(Entries taken from a collection)
-- -- --
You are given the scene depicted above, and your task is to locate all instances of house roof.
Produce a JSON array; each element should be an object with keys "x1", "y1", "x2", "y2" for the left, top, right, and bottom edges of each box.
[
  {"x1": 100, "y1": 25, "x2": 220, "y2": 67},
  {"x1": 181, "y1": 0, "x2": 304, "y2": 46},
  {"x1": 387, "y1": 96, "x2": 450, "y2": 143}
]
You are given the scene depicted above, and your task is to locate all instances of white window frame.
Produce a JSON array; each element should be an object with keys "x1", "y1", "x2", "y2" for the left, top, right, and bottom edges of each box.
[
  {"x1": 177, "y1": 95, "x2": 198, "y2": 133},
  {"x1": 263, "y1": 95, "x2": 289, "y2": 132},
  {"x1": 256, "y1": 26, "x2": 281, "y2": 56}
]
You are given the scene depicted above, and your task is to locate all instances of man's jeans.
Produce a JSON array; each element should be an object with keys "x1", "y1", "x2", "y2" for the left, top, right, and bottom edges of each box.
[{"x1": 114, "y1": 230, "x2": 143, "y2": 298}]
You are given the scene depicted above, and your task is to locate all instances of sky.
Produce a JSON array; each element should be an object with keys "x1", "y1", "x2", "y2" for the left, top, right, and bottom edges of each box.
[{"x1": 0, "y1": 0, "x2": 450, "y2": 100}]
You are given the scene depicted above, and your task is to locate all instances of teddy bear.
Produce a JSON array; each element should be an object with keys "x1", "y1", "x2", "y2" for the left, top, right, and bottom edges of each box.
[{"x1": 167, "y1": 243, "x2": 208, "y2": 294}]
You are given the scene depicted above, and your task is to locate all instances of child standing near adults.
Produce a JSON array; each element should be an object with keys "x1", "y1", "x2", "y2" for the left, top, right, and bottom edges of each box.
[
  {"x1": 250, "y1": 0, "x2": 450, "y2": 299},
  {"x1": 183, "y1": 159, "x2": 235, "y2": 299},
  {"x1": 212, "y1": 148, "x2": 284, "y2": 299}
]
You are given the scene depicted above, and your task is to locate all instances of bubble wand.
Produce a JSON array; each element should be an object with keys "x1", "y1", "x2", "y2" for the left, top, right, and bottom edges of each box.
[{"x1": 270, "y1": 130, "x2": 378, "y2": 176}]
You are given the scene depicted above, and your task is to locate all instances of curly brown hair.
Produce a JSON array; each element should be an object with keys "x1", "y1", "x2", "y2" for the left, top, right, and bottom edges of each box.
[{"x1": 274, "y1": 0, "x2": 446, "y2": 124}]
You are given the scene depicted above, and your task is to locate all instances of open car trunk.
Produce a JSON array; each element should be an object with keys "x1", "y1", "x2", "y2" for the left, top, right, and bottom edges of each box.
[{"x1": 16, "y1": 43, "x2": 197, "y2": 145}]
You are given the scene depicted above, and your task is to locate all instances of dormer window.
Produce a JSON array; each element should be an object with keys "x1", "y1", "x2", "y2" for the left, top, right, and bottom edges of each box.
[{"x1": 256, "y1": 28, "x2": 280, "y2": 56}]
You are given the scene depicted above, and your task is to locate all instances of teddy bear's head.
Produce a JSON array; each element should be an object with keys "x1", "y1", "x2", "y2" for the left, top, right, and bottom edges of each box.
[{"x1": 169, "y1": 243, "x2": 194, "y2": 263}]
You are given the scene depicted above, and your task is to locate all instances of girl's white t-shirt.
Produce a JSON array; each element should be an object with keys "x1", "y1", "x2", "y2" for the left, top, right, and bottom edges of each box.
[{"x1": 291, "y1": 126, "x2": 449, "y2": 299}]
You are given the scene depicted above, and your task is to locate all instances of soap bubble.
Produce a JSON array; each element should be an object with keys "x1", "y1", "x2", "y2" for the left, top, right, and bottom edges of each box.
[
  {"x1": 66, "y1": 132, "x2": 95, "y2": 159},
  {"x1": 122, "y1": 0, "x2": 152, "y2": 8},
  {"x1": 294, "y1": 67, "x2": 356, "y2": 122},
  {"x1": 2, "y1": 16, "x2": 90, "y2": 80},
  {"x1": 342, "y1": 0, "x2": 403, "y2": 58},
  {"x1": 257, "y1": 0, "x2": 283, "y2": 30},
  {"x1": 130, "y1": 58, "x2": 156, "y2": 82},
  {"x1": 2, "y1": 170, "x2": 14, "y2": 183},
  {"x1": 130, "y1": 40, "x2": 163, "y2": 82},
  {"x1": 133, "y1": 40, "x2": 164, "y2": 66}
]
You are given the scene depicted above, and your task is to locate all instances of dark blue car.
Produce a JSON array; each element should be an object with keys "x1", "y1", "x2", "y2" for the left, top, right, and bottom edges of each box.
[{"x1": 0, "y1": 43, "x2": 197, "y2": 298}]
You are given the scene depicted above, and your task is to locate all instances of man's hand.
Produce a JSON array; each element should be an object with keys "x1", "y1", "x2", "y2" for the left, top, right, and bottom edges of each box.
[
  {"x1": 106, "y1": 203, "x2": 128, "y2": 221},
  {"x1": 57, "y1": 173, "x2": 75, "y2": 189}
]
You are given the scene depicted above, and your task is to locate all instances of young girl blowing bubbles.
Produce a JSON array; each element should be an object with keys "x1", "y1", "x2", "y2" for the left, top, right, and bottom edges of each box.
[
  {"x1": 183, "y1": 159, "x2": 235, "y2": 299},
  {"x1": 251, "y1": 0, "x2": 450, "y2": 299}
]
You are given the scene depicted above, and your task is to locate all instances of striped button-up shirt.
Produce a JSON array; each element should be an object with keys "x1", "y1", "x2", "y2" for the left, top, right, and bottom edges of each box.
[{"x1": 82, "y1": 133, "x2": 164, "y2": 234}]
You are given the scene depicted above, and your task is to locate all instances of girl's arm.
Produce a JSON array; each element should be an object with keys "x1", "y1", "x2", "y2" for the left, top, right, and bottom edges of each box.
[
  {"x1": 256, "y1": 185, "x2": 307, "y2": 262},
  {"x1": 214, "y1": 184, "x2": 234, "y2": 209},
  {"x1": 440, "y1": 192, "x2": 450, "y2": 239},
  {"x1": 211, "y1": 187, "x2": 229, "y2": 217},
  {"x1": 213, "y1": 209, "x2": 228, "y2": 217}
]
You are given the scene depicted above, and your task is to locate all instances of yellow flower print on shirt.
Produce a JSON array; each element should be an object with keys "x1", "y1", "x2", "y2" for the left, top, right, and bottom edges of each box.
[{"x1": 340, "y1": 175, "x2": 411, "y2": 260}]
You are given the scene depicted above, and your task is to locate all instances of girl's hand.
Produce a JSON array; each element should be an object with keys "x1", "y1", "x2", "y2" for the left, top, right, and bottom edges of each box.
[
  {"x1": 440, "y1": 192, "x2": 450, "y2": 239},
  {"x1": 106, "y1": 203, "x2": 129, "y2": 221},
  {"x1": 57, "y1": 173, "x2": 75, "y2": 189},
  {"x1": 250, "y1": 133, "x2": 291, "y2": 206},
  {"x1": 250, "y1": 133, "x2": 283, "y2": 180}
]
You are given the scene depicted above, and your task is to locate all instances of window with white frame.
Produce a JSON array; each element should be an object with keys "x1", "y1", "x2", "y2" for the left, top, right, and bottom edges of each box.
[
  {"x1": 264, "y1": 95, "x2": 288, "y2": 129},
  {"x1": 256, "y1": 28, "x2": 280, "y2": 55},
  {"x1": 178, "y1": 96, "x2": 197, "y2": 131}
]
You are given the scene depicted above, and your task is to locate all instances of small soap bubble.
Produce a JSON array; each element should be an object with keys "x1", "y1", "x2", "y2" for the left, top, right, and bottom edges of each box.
-- -- --
— WHAT TO PRODUCE —
Report every line of the items above that contains the word "window", matching case exactly.

— THE ANSWER —
You are given the scene depicted above, and your task is to locate all instances of white window frame.
You are given the scene depicted above, and your task is to locate all instances of dormer window.
You are given the scene depicted above, and your task is to locate all instances of window with white frame.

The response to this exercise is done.